TASK DIRECTIONS —
Reproduce, word for word, the lines of the data below that fall between the line holding "task | point to each instance of the wildflower" and the line holding "[(186, 467)]", inclusive.

_____

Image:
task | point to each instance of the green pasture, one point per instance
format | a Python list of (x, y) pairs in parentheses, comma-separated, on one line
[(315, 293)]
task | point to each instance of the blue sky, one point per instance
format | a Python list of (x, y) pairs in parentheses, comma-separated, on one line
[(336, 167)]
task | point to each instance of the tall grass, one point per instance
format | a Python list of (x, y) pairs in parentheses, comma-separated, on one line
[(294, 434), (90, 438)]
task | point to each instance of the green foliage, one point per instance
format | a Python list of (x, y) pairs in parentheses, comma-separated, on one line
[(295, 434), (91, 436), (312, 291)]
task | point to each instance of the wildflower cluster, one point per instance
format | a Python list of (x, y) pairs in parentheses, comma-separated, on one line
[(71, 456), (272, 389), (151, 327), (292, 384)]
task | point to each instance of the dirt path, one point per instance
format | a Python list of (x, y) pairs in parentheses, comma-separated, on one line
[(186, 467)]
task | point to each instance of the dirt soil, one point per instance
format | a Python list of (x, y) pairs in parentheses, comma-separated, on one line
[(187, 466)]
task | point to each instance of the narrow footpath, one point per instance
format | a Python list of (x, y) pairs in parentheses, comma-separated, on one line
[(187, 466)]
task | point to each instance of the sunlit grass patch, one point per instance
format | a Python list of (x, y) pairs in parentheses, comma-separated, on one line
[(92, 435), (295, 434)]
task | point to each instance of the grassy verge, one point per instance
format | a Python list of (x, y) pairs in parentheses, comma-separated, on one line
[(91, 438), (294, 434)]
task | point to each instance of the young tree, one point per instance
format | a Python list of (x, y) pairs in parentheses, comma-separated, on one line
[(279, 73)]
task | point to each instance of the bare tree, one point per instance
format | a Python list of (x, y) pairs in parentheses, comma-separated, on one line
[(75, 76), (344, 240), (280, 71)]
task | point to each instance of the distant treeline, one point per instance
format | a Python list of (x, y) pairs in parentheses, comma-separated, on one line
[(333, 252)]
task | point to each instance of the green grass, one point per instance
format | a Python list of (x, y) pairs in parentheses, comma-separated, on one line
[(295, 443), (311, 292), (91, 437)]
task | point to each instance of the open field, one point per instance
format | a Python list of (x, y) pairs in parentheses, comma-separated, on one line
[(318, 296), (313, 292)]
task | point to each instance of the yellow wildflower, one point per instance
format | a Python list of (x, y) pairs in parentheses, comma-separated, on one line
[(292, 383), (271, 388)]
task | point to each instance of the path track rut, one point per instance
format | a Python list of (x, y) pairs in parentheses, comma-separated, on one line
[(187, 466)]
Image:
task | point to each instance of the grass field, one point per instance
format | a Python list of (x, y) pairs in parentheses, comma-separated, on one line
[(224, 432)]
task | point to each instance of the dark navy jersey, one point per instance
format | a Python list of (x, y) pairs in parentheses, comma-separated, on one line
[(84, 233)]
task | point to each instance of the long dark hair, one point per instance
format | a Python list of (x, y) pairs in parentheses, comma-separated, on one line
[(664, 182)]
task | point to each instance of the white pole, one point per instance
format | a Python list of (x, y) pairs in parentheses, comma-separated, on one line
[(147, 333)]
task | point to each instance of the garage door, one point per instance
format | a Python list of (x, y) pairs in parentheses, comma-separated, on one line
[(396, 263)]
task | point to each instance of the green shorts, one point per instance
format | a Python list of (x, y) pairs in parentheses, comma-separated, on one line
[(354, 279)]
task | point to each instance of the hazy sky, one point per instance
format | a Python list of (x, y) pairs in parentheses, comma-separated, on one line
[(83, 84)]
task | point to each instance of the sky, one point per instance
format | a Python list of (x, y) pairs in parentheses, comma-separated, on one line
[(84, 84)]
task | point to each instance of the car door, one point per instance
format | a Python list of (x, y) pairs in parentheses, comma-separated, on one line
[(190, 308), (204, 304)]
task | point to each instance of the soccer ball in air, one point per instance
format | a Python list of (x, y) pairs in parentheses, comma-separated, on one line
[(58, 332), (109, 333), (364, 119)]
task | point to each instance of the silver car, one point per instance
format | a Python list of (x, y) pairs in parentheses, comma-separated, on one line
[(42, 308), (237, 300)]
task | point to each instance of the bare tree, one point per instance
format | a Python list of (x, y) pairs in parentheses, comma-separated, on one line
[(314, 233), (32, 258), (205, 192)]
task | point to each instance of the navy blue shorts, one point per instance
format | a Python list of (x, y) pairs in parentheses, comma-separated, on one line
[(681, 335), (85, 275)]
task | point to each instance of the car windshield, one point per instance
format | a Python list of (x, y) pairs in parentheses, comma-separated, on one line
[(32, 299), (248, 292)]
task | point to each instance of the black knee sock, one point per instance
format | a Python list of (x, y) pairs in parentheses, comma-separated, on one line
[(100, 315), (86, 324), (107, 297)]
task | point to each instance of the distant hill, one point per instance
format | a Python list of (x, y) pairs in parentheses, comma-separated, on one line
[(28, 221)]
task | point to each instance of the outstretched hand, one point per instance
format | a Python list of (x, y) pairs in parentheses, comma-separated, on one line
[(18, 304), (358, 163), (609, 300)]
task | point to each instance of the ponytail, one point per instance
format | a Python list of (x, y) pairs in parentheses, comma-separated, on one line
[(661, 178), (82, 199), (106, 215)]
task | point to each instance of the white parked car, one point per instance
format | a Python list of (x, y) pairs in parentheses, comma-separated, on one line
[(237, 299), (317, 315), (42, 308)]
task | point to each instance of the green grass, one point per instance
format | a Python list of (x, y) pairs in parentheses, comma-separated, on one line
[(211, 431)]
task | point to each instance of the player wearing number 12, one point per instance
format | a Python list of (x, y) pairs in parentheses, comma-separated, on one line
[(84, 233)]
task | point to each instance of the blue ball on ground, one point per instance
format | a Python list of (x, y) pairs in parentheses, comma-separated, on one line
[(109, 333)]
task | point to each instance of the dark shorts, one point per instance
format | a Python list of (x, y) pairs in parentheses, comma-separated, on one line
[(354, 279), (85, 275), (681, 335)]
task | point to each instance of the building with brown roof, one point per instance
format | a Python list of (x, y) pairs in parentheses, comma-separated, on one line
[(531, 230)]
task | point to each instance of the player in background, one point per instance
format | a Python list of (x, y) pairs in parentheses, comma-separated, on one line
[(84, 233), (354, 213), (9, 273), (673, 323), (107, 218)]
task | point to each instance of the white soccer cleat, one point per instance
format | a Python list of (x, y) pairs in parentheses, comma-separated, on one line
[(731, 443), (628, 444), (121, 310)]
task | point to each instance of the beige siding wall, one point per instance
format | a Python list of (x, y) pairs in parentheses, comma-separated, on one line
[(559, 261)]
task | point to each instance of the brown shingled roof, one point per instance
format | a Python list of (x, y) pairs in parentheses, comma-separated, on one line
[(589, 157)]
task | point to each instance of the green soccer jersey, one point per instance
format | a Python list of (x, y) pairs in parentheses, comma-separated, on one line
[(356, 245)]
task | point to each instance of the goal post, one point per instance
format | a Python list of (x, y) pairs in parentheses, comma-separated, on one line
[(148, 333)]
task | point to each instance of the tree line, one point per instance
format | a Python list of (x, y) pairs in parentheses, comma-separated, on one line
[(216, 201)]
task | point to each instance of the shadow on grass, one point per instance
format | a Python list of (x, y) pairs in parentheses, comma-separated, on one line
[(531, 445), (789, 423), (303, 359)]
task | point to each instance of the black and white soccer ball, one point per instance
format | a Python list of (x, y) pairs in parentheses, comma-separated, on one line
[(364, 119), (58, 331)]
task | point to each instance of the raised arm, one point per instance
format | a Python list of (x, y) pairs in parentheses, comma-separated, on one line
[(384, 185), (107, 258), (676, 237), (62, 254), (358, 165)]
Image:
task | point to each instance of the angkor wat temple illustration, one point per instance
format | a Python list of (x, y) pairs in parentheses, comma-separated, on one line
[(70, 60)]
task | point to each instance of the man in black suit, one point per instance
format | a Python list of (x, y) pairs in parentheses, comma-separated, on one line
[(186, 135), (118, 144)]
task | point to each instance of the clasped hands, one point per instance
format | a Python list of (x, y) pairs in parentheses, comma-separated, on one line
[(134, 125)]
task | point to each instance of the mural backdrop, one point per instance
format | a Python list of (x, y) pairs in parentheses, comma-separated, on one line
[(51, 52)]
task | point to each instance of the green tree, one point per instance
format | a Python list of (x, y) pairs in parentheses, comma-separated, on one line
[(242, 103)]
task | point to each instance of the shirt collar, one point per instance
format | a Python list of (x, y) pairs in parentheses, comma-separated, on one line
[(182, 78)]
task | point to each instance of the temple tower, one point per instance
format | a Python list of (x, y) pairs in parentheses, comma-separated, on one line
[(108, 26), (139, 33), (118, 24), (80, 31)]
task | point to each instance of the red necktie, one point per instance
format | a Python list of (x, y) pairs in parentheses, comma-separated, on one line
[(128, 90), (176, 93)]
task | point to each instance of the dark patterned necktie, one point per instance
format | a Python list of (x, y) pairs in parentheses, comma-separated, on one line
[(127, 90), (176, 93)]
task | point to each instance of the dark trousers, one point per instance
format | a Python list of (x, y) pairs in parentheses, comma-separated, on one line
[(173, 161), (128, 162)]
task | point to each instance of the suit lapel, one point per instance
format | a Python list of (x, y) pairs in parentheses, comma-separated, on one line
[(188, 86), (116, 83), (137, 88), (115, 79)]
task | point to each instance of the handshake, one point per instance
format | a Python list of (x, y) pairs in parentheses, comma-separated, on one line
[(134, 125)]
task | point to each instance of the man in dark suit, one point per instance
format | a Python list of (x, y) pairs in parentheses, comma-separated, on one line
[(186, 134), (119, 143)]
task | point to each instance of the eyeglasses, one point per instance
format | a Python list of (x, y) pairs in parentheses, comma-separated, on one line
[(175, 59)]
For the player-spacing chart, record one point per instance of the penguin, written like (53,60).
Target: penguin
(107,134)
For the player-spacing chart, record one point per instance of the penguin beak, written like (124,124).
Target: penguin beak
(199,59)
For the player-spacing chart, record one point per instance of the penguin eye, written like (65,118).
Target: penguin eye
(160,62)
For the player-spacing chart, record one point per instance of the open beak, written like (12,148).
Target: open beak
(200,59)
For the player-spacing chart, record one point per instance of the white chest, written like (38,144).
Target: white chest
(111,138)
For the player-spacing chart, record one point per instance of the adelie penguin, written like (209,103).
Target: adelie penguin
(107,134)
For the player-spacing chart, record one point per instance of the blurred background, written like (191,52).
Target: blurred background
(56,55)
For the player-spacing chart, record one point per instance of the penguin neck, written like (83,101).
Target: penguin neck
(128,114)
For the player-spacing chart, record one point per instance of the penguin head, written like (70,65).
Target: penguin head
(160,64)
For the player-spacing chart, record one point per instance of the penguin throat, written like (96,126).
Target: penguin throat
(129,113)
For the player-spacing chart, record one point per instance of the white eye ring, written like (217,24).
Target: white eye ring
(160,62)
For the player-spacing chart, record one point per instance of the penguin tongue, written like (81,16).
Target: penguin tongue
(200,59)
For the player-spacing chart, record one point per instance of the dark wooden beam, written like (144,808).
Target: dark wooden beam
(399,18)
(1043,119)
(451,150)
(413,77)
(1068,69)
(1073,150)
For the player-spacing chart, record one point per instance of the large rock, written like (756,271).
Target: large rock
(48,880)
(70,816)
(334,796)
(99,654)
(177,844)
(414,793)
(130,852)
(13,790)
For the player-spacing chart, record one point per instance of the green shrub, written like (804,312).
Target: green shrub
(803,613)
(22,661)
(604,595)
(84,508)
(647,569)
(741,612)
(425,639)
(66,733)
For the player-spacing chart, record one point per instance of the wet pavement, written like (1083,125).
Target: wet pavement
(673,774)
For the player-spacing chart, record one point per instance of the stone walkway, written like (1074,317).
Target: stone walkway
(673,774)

_____

RESULT BELOW —
task | point to each instance of the wildflower cluster, one point per instance
format | a Python list of (x, y) pairs in parentheses, comma-separated, on one line
[(71, 456), (272, 389), (151, 327), (292, 384)]
task | point to each instance of the dirt path, one point per instance
format | a Python list of (x, y) pairs in parentheses, comma-separated, on one line
[(186, 467)]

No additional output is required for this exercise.